## Start Text section

Monday, February 4, 2013

Berio


On January 21, 2013, I was part of the first-ever Canadian integral performance of all the Berio Sequenze.  Here is an account from WholeNote reviewer, Wendalyn Bartely.  The whole show was incredibly stimulating and curious.

Playing Sequenza XII was a harrowing, thrilling experience for me.  I felt shredded by the effort of pulling all of the technique together in the too-short time I had to fully learn the piece.  I felt like a deconstructed clock,  put back together... everything seems to run the same but now I am aware of things that have existed only before on the periphery... sounds and techniques that I have toyed but have never been obliged to put together into something that is so unabashedly committed to its own unique outcome.

## End Text section
## Start Dataset rows

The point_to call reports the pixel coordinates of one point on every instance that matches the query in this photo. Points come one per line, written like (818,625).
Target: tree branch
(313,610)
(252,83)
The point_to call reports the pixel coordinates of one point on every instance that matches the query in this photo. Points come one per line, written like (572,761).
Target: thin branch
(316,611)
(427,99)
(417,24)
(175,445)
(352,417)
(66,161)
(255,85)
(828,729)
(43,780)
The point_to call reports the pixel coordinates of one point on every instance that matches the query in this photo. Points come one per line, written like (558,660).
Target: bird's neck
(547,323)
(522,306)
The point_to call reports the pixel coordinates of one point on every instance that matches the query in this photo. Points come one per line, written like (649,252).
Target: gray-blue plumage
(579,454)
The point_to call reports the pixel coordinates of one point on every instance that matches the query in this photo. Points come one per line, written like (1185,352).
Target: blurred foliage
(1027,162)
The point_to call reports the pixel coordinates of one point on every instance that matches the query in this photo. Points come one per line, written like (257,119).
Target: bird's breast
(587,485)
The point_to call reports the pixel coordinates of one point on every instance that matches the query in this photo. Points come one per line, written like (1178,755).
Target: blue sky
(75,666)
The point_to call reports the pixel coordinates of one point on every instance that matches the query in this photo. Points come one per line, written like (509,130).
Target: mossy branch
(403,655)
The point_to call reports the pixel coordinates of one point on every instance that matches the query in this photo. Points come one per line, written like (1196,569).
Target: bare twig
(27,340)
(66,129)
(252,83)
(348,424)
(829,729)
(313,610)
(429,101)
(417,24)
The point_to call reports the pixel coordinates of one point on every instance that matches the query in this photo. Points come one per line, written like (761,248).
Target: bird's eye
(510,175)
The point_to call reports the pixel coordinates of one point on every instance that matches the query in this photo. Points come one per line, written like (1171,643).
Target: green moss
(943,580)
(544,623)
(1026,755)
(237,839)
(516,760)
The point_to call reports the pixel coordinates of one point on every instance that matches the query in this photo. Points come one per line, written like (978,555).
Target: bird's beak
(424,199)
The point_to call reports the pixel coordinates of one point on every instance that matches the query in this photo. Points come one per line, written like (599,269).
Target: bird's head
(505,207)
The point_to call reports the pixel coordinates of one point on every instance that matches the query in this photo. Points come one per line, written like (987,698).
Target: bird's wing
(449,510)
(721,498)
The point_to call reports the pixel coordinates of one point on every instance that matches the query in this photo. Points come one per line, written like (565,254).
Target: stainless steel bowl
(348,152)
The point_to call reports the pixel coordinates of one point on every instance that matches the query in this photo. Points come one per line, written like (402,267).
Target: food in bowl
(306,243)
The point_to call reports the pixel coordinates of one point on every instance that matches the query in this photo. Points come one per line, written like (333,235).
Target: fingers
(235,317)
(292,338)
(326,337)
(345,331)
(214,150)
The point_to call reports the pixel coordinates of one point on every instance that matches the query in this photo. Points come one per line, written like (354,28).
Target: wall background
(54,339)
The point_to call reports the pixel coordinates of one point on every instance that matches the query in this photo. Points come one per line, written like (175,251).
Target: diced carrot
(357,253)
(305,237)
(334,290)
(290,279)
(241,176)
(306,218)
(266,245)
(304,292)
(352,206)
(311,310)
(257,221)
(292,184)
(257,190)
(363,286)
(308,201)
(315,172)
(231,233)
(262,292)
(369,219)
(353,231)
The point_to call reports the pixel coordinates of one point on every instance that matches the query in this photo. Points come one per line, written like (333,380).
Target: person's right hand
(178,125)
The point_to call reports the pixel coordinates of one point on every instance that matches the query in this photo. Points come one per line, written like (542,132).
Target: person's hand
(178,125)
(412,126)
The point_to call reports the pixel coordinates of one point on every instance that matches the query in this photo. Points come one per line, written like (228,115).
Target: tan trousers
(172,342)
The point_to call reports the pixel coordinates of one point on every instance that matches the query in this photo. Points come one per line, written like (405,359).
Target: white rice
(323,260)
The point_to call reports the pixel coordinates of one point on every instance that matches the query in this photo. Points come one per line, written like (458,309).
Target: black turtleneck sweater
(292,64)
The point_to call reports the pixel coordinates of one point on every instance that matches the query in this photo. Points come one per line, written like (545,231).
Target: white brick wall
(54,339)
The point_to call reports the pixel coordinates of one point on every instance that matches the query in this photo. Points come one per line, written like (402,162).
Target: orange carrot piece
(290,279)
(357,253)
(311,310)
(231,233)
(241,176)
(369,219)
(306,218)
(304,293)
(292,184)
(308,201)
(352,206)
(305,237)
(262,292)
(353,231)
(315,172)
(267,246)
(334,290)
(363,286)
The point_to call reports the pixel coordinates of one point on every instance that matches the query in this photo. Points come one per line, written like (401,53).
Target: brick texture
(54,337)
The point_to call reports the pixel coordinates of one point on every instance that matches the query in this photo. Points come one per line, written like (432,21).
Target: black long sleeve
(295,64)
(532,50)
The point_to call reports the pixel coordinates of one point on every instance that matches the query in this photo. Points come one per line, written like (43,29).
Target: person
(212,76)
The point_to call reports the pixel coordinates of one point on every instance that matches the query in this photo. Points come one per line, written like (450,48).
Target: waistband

## End Dataset rows

- Exercise instructions -
From the Berio text, list the words it uses to describe the whole show and to describe the experience of playing Sequenza XII.

- Solution to this problem -
stimulating, curious, harrowing, thrilling